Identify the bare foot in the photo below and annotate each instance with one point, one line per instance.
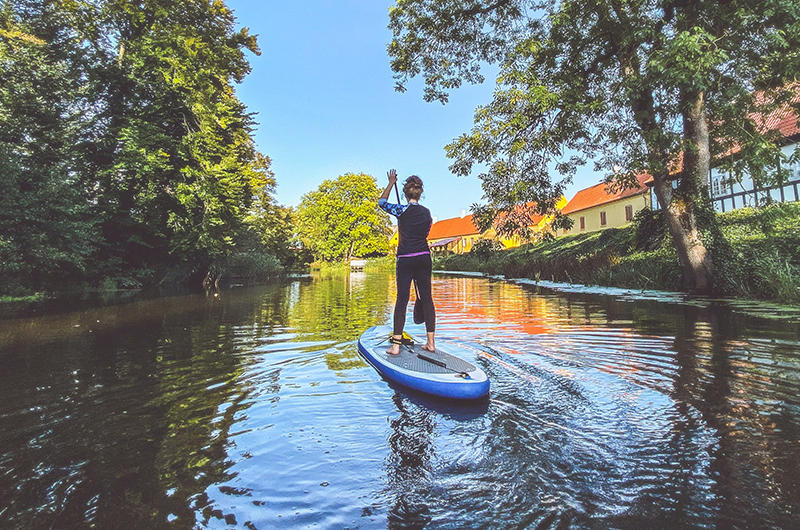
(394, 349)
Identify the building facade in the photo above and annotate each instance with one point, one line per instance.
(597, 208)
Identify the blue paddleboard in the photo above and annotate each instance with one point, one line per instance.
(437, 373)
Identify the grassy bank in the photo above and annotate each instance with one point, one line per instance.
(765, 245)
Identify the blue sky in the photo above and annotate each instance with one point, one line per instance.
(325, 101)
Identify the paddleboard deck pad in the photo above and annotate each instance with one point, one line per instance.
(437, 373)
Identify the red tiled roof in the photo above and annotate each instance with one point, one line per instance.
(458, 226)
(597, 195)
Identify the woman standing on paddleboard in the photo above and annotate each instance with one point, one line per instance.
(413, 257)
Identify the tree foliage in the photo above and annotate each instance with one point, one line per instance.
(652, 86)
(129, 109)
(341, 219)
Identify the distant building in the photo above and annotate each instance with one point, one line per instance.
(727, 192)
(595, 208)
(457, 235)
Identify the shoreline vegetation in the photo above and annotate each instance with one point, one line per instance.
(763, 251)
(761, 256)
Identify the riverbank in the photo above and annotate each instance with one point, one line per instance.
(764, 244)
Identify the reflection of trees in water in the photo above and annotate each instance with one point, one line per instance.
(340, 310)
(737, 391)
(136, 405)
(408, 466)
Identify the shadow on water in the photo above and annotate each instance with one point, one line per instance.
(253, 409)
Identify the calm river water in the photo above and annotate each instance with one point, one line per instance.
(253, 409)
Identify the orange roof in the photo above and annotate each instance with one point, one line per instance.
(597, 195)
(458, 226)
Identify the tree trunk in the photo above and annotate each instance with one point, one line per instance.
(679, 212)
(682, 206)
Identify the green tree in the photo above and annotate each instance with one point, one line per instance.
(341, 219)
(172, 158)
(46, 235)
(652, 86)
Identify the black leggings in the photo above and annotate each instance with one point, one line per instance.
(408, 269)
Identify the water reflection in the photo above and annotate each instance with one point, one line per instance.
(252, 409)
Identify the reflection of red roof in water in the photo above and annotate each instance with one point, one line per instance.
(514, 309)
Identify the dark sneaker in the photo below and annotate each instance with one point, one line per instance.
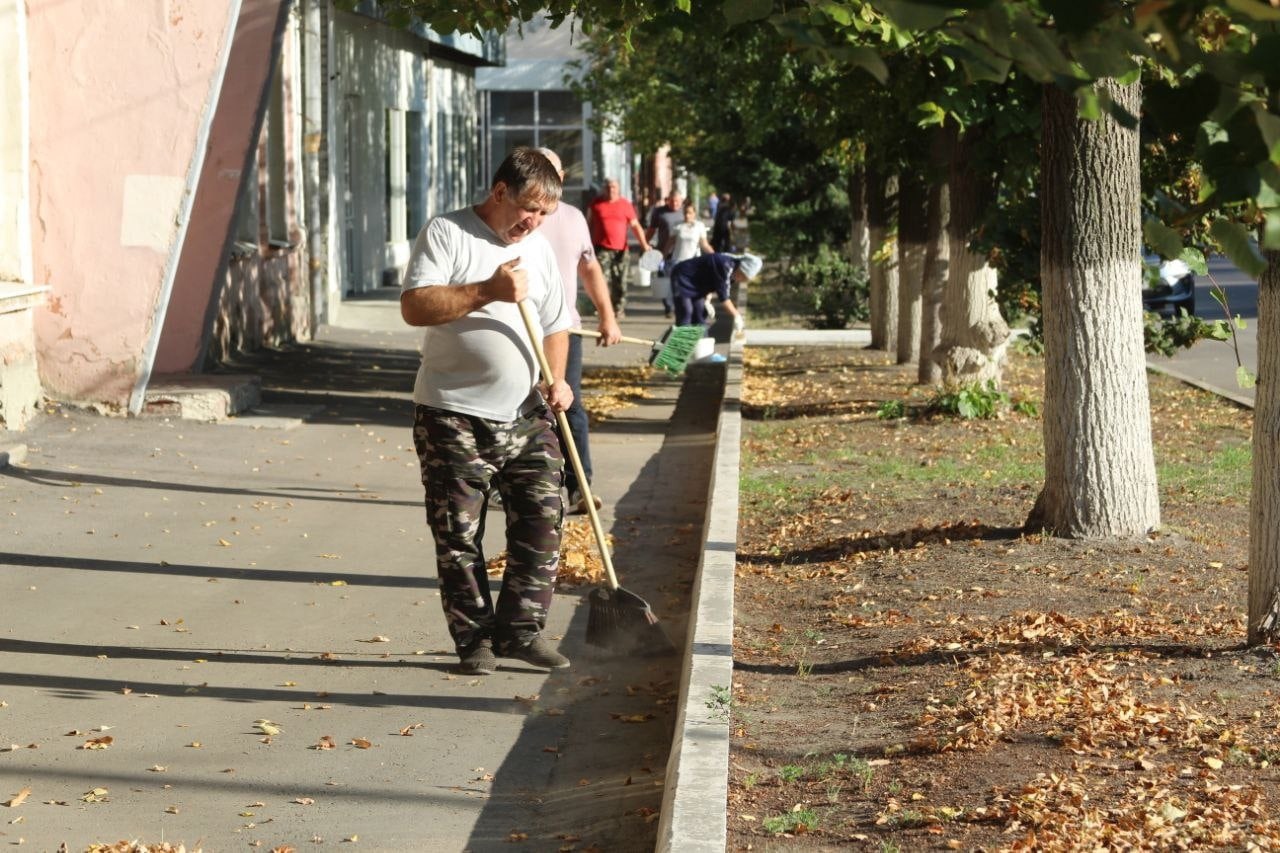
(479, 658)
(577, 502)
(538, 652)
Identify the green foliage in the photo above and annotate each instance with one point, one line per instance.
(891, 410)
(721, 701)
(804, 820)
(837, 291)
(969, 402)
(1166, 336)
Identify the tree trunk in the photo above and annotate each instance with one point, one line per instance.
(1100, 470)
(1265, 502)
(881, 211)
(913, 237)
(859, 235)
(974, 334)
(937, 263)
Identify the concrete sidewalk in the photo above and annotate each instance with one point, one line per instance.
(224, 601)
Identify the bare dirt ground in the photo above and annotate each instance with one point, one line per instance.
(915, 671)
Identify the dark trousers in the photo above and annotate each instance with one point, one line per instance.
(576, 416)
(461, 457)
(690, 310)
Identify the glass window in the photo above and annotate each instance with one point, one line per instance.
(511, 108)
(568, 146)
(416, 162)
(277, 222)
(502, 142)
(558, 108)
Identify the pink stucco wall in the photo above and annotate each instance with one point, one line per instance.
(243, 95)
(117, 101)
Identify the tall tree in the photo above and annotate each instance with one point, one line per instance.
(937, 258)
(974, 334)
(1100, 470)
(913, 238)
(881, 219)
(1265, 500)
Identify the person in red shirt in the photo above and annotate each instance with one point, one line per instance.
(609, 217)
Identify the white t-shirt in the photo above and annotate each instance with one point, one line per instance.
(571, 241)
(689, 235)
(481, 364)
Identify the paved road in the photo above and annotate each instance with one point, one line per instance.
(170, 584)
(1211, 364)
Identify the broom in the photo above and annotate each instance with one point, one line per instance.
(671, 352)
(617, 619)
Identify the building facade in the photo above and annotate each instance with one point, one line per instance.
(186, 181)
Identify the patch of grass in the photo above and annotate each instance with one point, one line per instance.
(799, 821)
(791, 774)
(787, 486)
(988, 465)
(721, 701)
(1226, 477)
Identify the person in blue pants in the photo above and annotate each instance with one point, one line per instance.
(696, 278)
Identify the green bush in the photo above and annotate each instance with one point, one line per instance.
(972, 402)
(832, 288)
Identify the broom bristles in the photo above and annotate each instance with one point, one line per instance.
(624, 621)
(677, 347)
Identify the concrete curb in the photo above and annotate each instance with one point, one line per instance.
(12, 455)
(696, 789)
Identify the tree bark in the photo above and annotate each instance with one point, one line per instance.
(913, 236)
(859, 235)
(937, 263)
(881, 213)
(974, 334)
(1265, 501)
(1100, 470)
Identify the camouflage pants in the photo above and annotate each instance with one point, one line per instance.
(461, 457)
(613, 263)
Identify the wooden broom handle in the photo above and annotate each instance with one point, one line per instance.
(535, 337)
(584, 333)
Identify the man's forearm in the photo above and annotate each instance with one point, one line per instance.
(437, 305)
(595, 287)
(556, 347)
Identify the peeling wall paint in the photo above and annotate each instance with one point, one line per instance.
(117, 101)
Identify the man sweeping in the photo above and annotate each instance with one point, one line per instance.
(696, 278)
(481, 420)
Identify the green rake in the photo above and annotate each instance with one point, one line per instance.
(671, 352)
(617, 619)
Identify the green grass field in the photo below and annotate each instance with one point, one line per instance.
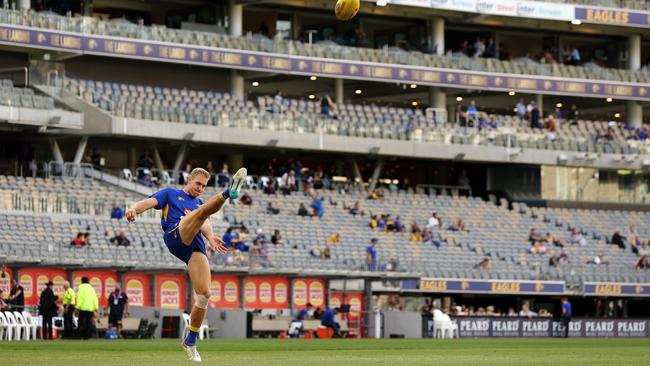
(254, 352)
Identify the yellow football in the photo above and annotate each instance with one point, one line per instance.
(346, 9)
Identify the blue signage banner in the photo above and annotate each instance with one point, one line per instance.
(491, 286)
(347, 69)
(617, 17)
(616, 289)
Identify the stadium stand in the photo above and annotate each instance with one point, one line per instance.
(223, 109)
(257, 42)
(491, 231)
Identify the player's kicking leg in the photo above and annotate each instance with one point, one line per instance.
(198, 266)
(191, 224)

━━━

**TASK REQUIREMENTS:**
Your task is to reproduce all of the material exactly. The pictures stay out.

**ANSWER TO THE TASK:**
Identify the bare foot in the photo below and annotate each instance with one point, one line per instance.
(394, 349)
Identify the building facade in the photo above and annotate each instance with one point, one line per instance.
(597, 208)
Identify the blue paddleboard in the photo above and annotate each instance with one point, one line per instance.
(437, 373)
Identify the grassy bank in the photo above and annotate each instance with one point, one line per instance.
(765, 245)
Identify the blue sky in the photo above and annotate each instance with one point, one line per instance.
(325, 101)
Identify the paddleboard deck pad in the photo above and annotate each instance with one point, one line per instance.
(437, 373)
Identify the red tiled roof in the photo above and annotate each instance with one point, one line per instance.
(458, 226)
(597, 195)
Identify the woman standing on paddleboard in the photo above and annotate each instance with one point, one line per instance.
(413, 257)
Identify the tree foliage in the photo above and annotate each instance with one point, one line per instance.
(652, 86)
(129, 109)
(341, 219)
Identify the distant building in the photo above and annotate each instance with one point, one line per instance.
(727, 192)
(595, 208)
(457, 235)
Identify the shoreline vegetation in the photo above and annotate each instance with one point, one line per instance.
(763, 251)
(761, 256)
Identify the riverbank in the photo above and annotate each instance with one point, one line per instance.
(764, 244)
Identify the reflection of trees in water in the photo above and annotate each instance with one point, one line per instance.
(340, 310)
(737, 391)
(136, 405)
(408, 466)
Identify the shadow on water in the photo above and annotate each instance with one point, one line per instance.
(253, 409)
Identify the calm river water in the photo above and annotate each instance with one point, one line per instance.
(253, 409)
Identify the orange roof in the photo above and annotate each instance with one point, one line per instance.
(597, 195)
(458, 226)
Identify the tree trunk in the photo above and annotate each instance with one point, one line per instance.
(679, 212)
(682, 206)
Identify the green tree in the photo above and annotate each instance with one point, one line per instance.
(341, 219)
(172, 158)
(46, 235)
(652, 86)
Identify the black leggings in the photo above and annotate each instance with one point, one line per instance.
(408, 269)
Identify the water reflection in the photo above and annotate each instance with one point, one line per instance.
(252, 409)
Identify the reflection of red roof in water in the photo above and annotate each instance with one point, one line per instance.
(514, 309)
Identify the dark sneaker in the photo below and annotate each instance with one point, one line per instance.
(479, 658)
(577, 502)
(538, 652)
Identify the green foliage in the photo above and annotate each instance with one point, one line per instance.
(891, 410)
(721, 701)
(804, 820)
(837, 291)
(969, 402)
(1166, 336)
Identify the tree trunk in the photo above and annotate each instance with one point, one line per instance.
(1100, 470)
(1265, 502)
(881, 211)
(913, 237)
(859, 235)
(974, 334)
(937, 263)
Identify the concrete sidewalk in the photo above and annotate each instance with one point, one line per instance.
(224, 601)
Identify the bare dirt ground in the photo above and annotate each instance with one point, one line per instance.
(915, 671)
Identify the dark trousers in the photo above and annotate each instance with one point, one line per instance.
(576, 416)
(461, 457)
(690, 310)
Identify the glass window in the photo above and annotate each instance with one point, one line per instance.
(511, 108)
(568, 146)
(416, 162)
(277, 222)
(502, 142)
(558, 108)
Identify the pink stucco wall in the photo above and annotate each instance with one point, one line per instance.
(243, 95)
(117, 101)
Identify the tall tree in the photo above and annotate each instance with one point, one line per instance.
(937, 258)
(974, 334)
(1100, 470)
(913, 238)
(881, 219)
(1265, 500)
Identify the person in red shirt in the photo above and annotate each instance with one point, one line per instance.
(609, 217)
Identify the white t-shirt in the photo above and annotate each instance with one point, one line per instance.
(571, 241)
(689, 235)
(481, 364)
Identify the paved road in the photo above and annotate each instance with one point, one line per instance.
(170, 584)
(1211, 364)
Identify the broom in the photo above and annotate each instance with one point, one line per instance.
(671, 352)
(617, 619)
Identify the building facade in the photo above and annotate each instance with one point, one line per instance.
(186, 181)
Identify the patch of grass in the photo above and annotate each instance with one point, one line per instance.
(799, 821)
(791, 774)
(787, 486)
(988, 465)
(721, 701)
(1226, 477)
Identify the person in blue pants in the photo above and annotate each instance with one point, one line per instance.
(696, 278)
Identify the green bush in the photo above and annotate each instance with one point, one line per instance.
(972, 402)
(832, 288)
Identify the broom bristles in the photo above and annotate each instance with one point, one line per instance.
(624, 621)
(677, 347)
Identify the concrete curb in the photo above and annotate each instance with one point, one line per instance.
(12, 455)
(696, 789)
Identify the tree bark in the photo above and annotate each instance with one point, one line per instance.
(913, 236)
(859, 235)
(937, 263)
(881, 213)
(974, 334)
(1265, 501)
(1100, 470)
Identify the camouflage pants in the photo above and annotate each instance with one point, one line per instance.
(461, 457)
(613, 263)
Identify the wooden broom handle in the photo above and annotate each instance with one point, one line per instance.
(535, 337)
(584, 333)
Identify the man's forearm in the photo above and annotate each instance with one point, one line per instance.
(437, 305)
(595, 287)
(556, 347)
Identify the peeling wall paint in the photo above and annotate each instance with one point, one line per instance.
(117, 101)
Identify the man sweeping in the photo above and annotate each instance with one point, one line per instance.
(696, 278)
(481, 420)
Identify the green rake in the photo above and annotate each instance with one point, one line per instance.
(671, 352)
(617, 619)
Identify the green grass field in the photo below and annotate each instance with one point, one line per instance.
(254, 352)
Identify the yellow football in the photo above and annotate each instance with one point, one line per instance.
(346, 9)
Identify the blue signage banner in the photo above and annotate each instance with one point, one line per instance.
(491, 286)
(347, 69)
(617, 17)
(616, 289)
Identify the stadium stand in the photo above and annotate each instance with one point, one line per instance.
(223, 109)
(257, 42)
(491, 231)
Identify the player's kicking leg in the photo above and annotate each instance with one point, one line per instance.
(198, 266)
(191, 224)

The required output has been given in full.